_Task item_: Every entry below, from first to last, should be copied exactly.
--- Available data Enclosed Below ---
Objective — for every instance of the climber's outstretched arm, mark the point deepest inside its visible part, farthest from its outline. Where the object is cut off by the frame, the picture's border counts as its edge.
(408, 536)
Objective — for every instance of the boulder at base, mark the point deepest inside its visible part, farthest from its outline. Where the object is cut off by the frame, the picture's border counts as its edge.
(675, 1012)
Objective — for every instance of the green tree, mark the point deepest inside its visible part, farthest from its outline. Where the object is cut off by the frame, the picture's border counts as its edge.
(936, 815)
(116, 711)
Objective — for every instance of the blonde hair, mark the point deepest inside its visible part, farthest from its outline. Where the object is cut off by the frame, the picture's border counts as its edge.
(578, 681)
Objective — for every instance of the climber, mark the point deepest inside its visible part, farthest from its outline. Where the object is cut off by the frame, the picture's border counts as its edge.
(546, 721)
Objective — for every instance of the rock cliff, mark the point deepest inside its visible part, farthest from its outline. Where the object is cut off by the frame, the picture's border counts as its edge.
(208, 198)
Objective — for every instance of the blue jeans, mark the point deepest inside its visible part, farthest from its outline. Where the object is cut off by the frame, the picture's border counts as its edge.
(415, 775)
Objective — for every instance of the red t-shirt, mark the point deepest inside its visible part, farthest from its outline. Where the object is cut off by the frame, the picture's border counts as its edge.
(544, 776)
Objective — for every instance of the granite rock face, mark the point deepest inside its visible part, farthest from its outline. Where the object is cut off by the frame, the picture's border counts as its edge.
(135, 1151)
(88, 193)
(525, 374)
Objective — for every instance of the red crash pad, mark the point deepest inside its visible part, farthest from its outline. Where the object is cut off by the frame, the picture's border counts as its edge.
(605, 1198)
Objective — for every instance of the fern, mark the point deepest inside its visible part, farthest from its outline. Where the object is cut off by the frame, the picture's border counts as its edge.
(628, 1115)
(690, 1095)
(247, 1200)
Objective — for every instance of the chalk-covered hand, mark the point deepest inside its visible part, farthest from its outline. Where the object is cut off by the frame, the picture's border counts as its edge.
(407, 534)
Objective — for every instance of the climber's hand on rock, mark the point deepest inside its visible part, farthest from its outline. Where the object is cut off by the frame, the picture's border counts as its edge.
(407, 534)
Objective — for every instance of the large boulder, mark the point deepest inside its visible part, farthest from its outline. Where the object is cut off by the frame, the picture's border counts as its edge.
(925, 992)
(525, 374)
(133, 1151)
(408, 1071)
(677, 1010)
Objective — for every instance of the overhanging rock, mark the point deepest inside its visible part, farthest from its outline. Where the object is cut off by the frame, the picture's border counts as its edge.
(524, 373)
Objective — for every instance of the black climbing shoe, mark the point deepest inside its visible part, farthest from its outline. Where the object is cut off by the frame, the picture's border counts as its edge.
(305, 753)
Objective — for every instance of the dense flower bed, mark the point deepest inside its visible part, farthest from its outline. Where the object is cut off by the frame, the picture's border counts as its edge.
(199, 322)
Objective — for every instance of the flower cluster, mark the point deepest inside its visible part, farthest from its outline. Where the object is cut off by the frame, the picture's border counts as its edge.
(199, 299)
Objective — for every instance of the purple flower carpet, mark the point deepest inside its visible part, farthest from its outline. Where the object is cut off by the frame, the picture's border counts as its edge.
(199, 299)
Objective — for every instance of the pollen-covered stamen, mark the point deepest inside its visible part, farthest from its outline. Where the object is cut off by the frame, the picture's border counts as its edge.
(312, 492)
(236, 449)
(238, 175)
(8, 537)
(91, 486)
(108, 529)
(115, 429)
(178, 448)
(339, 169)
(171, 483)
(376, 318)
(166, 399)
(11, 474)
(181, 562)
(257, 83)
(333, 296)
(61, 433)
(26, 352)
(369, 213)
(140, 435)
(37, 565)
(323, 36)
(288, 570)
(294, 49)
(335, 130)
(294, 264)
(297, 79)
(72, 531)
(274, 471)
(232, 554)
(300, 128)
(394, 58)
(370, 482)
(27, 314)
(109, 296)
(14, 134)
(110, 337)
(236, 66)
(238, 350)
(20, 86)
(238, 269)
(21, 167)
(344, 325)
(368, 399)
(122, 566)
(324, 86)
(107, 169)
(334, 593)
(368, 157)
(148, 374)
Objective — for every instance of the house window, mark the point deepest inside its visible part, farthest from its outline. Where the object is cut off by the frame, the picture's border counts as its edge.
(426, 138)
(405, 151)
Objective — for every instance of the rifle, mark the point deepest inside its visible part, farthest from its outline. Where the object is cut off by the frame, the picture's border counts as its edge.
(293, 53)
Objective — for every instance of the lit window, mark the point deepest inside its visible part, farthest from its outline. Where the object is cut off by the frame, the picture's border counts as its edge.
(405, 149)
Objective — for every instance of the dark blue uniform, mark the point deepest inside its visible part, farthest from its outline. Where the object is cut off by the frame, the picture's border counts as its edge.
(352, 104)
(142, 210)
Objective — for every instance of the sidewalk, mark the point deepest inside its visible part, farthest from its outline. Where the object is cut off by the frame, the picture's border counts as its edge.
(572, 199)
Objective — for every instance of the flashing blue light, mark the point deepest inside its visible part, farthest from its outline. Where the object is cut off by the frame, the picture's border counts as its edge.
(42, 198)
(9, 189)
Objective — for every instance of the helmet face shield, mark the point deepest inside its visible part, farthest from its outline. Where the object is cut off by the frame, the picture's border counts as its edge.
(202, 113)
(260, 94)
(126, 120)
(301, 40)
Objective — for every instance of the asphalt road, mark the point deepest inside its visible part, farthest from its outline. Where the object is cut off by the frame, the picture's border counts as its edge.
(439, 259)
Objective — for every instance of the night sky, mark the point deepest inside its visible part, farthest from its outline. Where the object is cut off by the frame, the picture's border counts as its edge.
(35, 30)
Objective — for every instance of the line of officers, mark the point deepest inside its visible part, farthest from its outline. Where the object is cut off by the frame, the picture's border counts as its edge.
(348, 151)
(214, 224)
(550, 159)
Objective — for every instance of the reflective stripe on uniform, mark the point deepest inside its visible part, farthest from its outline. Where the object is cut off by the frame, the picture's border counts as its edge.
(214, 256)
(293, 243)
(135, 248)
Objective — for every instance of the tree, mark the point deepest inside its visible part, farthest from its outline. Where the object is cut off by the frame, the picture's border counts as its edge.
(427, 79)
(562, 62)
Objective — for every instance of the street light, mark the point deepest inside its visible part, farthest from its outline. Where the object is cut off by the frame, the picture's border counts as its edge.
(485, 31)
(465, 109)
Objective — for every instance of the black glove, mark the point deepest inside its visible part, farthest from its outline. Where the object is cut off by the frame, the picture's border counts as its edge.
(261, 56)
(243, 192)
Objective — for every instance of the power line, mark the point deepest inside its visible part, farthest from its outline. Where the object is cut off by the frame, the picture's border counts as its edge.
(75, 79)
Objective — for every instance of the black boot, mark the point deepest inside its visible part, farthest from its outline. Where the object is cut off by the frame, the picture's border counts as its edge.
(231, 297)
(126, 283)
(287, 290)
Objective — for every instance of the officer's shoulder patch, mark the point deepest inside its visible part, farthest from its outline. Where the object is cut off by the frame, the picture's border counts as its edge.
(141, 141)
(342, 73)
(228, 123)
--- End of Enclosed Available data ---
_Reply to the exercise_:
Objective — for every instance of the climber's outstretched arm, mark the point deepest inside its visible part, farthest from its outline. Where the object is cut off by the frame, the picture's border counts as its edge.
(408, 536)
Objective — for every instance of the boulder at base, mark the point deepest inside its visible part, farthest from its outline. Where the object is cut off by the frame, the picture's border counts as its edge.
(675, 1012)
Objective — for every instance of the green tree, mark the point deepest inside its visible part, farthest from its outline. Where the object is cut off by the frame, the picture's border counts as its edge.
(936, 815)
(116, 711)
Objective — for every instance of the blonde hair, mark the point deepest inside its visible part, farthest from its outline. Where the object is cut off by the frame, the picture's border counts as its edge.
(578, 681)
Objective — for every instance of the climber, mark the point deepest inside its visible part, farthest from its outline. Where the object is cut off by the frame, the picture's border counts as its edge.
(546, 721)
Objective — for every instance of the rock cliff, mark the point deepest inside its visible part, farthest from its outline. Where the object is cut off by the frame, the picture's border counts as its edge.
(208, 198)
Objective — for every instance of the blue jeans, mark the point deepest inside its visible part, farthest from its outline. Where the object is cut off by the frame, the picture's border counts as its edge.
(415, 775)
Objective — for every instance of the red t-shirt, mark the point deepest inside its visible part, farthest from its outline. Where the object is cut off by the frame, the picture's border counts as its edge.
(544, 776)
Objective — for every instance of the granite rock face, mark the point deepest inside its visible part, farthest from its outline. Where the object is cut off by the frame, the picture's border counts as its edge.
(135, 1151)
(88, 193)
(525, 374)
Objective — for every instance of the red crash pad, mark the point deepest inside its visible part, farthest from its outline. Where the object is cut off by the frame, the picture's border counts as its edge.
(605, 1198)
Objective — for every instance of the fern, mark the point deepest inside its visible part, farthest from its outline. Where the object is cut off by the frame, the picture's border counts as its edge.
(628, 1115)
(690, 1095)
(247, 1200)
Objective — for every instance of the chalk-covered hand, mark the point deepest inside its visible part, farthest from its outline. Where the object is cut off by the frame, the picture's border counts as its edge.
(407, 534)
Objective — for every instance of the climber's hand on rock, mark the point deepest inside its visible part, farthest from its outline. Where the object is cut off by the frame, the picture's border counts as its edge.
(407, 534)
Objective — for every instance of the large boulder, mark the point deepest inside its visible part, farthest from its outline. Where the object is cut off by the frame, the picture's border counts as its edge.
(925, 992)
(525, 374)
(133, 1151)
(408, 1071)
(677, 1010)
Objective — for every instance of the overhanging rock, mark the point deepest inside its visible part, farthest from its outline. Where the object is cut off by the frame, the picture's border counts as its edge.
(524, 373)
Objective — for every instance of the black climbing shoe, mark the point deepest inside its visible part, farthest from its outline. Where the object is cut off by the frame, the picture's border counts as its edge.
(305, 753)
Objective — for every instance of the dense flower bed, mark the point deepest inside its visible part, farthest from its outline. Where the object is cut off by the frame, the picture's border counts as its edge.
(199, 322)
Objective — for every instance of the flower cluster, mark the point deepest inside its visible part, farthest from its outline. Where the object is cut off by the frame, the picture's border counts as its edge.
(199, 299)
Objective — for every instance of the purple flower carpet, mark the point deepest inside its visible part, farthest from its outline. Where the object is cut off by the frame, the picture's border counts as its edge.
(199, 299)
Objective — for every instance of the pollen-covered stamen, mark the point deepest inside its visible part, farthest from its outline. Where the object is cut off by the frame, the picture's border counts as its edge.
(312, 492)
(236, 449)
(238, 175)
(8, 537)
(91, 486)
(108, 529)
(115, 429)
(178, 448)
(339, 169)
(171, 483)
(376, 318)
(166, 399)
(11, 474)
(181, 562)
(257, 83)
(333, 296)
(61, 433)
(26, 352)
(369, 213)
(140, 435)
(37, 565)
(323, 36)
(288, 570)
(294, 49)
(335, 130)
(294, 264)
(297, 79)
(72, 531)
(274, 471)
(232, 554)
(300, 128)
(394, 58)
(370, 482)
(27, 314)
(109, 296)
(14, 134)
(110, 337)
(236, 66)
(238, 350)
(20, 86)
(238, 269)
(21, 167)
(344, 325)
(368, 399)
(122, 566)
(324, 86)
(107, 169)
(334, 593)
(368, 157)
(148, 374)
Objective — for every instance of the house window, mark the point deepest inside its visible part, farthest from its outline. Where the object is cut off by the frame, the picture's border counts as its edge.
(426, 138)
(405, 151)
Objective — for every instance of the rifle, mark the point deepest inside its visible part, farthest from its outline. Where the object is cut off by the frame, the picture's border counts as its edge.
(293, 53)
Objective — for every instance of the lit window, mark the point deepest inside its visible part, farthest from its outline. Where the object is cut off by the frame, the picture's border counts as its edge.
(405, 149)
Objective — for every instance of the dark blue uniform, mark the point deepest inside its visible part, farthest from its outline. Where the object is cut off by the frame, the picture's border counts as its edge.
(352, 104)
(142, 210)
Objective — for every instance of the sidewalk, mark the point deepest inside its visible part, farthest from its outline. Where the object is cut off by the frame, the picture's border counts as its edge.
(572, 199)
Objective — for every instance of the flashing blue light, mark the point deepest inside its visible part, farthest from its outline. Where the object is cut off by the frame, the picture's border counts as its edge.
(42, 198)
(9, 189)
Objective — for every instance of the helmet face shield, mark the point deepest inside its visible part, farthest from its outline. Where the object is cut off by the frame, the picture's border counts as its edge.
(202, 113)
(260, 94)
(126, 120)
(301, 40)
Objective — for every instance of the asphalt road, mark the point deepest inside its visible part, farthest from its outline. Where the object is cut off by the frame, the picture's border counts as its edge.
(439, 259)
Objective — for every instance of the night sky, mark the point deepest inside its visible part, farthest from its outline. Where the object is cut off by the frame, the picture's border counts as its edge.
(35, 30)
Objective — for every instance of the line of officers, mark the point deepest inside its visible part, farthest from its outline. Where the object is cut off by the frame, the picture's border counts as its edge.
(348, 151)
(214, 224)
(550, 159)
Objective — for every instance of the reflective stripe on uniform, mark the point deepest inside its visible part, farthest from its outline. Where the object is cut off by the frame, the picture's border counts as its edge.
(214, 256)
(293, 243)
(135, 248)
Objective — for every instance of the tree, mark the point deepest inside its visible part, farthest from its outline. Where the object is cut off by the frame, the picture's border counts as its edge.
(427, 79)
(562, 62)
Objective — for every instance of the street light, mark the point deepest inside its visible part, farthest from its outline. Where the object is cut off by the frame, the picture's border counts as its edge.
(485, 31)
(465, 109)
Objective — for every instance of the black glove, mark the point deepest inside its visible part, farthest from its outline. Where the object is cut off by the frame, the picture's border counts as its edge.
(261, 56)
(243, 192)
Objective — for every instance of the power line, mark the point deepest inside its visible part, farthest from its outline. Where the object is cut off by the frame, the picture's border counts as its edge.
(75, 79)
Objective — for every instance of the black boot, mark the point deepest inside its visible part, farthest from its outline. Where the object is cut off by the frame, the picture's border counts as its edge.
(231, 297)
(126, 283)
(287, 290)
Objective — for every instance of the officer's shoulder patch, mark the point deepest inside its visible part, farthest from its outline. Where the object is cut off by the frame, the picture's border counts as its edge.
(141, 141)
(342, 73)
(228, 123)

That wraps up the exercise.